▸ DIRECTION: Rewrite the data as a numbered list, starting at the line that contains "# point at: seagull" and stopping after the line that contains "x=273, y=173". Include both of those lines and leave out any blank lines.

▸ INPUT FOR THIS TASK:
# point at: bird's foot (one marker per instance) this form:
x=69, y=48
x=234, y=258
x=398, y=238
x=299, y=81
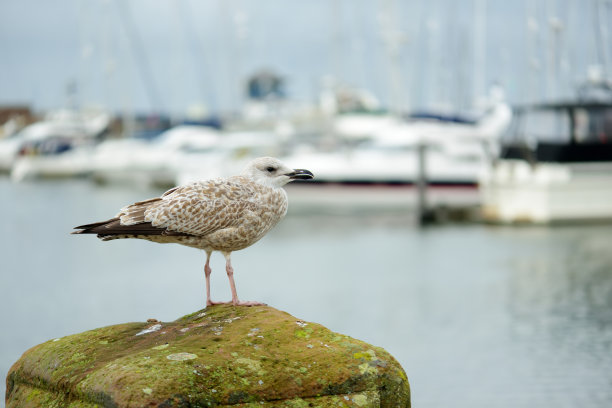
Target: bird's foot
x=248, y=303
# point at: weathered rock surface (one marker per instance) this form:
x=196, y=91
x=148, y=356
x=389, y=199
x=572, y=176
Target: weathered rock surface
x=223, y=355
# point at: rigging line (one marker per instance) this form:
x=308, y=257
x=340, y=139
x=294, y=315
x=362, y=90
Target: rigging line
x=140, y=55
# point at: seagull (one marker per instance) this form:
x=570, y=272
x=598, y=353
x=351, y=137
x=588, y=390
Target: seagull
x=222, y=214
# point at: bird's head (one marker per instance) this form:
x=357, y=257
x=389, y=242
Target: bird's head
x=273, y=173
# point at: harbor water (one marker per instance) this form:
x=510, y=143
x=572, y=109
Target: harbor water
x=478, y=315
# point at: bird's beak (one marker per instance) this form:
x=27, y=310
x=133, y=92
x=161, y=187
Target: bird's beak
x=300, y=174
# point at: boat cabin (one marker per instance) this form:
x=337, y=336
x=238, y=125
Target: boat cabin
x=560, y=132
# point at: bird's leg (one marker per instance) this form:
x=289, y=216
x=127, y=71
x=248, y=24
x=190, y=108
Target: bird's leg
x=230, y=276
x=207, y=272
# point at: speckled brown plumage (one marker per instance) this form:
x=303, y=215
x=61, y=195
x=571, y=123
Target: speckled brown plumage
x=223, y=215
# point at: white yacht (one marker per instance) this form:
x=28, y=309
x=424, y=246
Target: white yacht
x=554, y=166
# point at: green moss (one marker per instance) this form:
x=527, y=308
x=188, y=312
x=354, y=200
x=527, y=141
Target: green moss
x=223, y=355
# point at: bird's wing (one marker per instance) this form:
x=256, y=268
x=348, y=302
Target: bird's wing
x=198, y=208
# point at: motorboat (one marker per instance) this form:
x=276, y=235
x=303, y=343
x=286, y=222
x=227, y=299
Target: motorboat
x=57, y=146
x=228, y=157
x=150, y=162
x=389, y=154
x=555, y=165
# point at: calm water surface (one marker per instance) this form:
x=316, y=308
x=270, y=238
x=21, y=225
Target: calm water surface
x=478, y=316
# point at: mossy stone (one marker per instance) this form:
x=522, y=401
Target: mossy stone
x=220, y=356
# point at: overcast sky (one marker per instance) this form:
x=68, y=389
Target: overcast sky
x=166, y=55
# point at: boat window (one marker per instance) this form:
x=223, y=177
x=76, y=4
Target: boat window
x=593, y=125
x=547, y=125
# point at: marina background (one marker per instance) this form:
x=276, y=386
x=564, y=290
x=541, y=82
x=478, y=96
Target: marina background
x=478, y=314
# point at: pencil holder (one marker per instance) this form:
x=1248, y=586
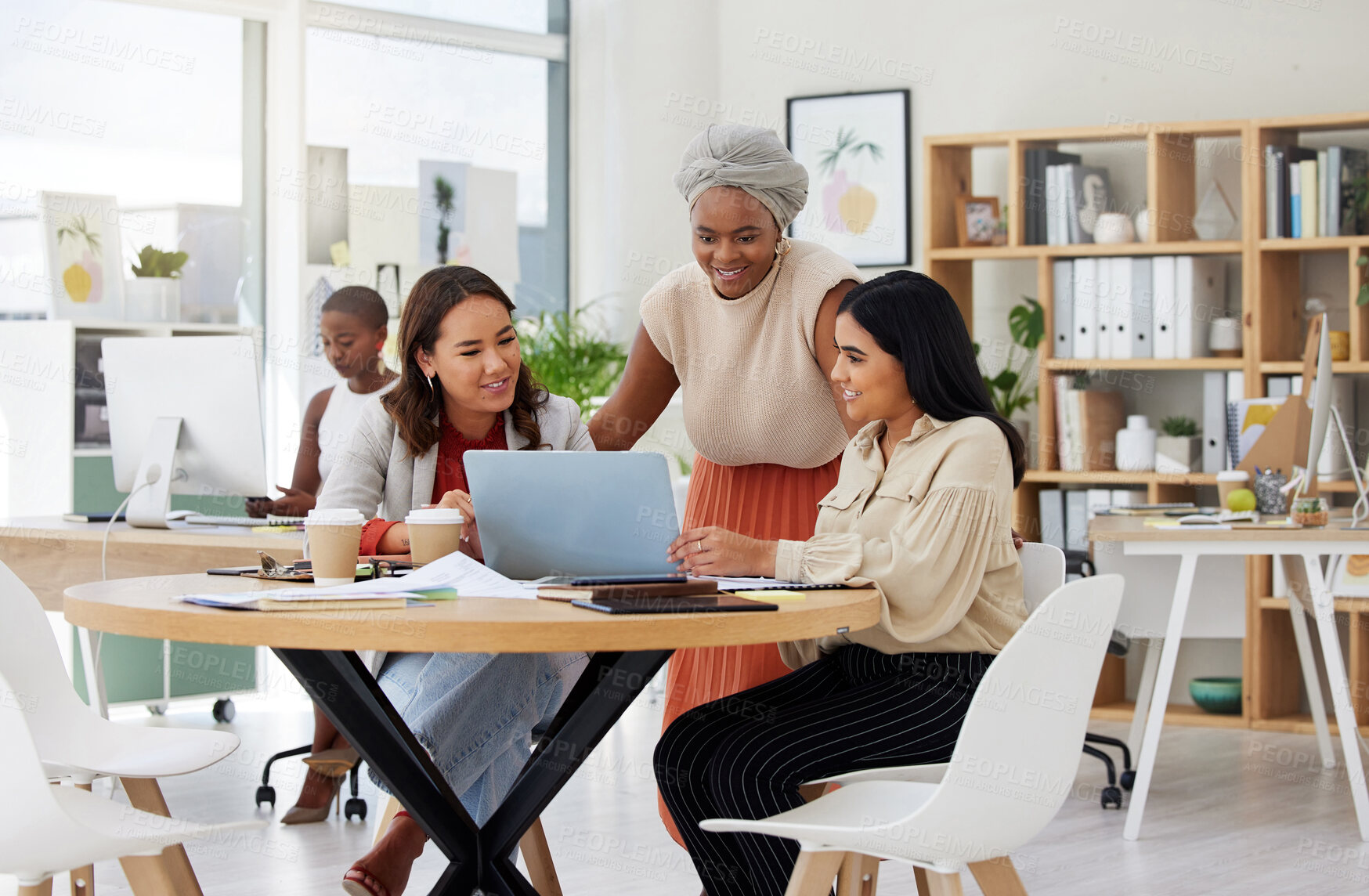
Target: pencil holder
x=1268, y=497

▸ OUTPUT OF THE EXERCISE:
1. # point at: seagull (one marker per instance) this form:
2. x=570, y=272
3. x=598, y=353
4. x=351, y=137
5. x=588, y=390
6. Target: seagull
7. x=222, y=214
8. # point at: bird's head (one marker per instance) this form:
9. x=357, y=257
10. x=389, y=242
11. Target: bird's head
12. x=273, y=173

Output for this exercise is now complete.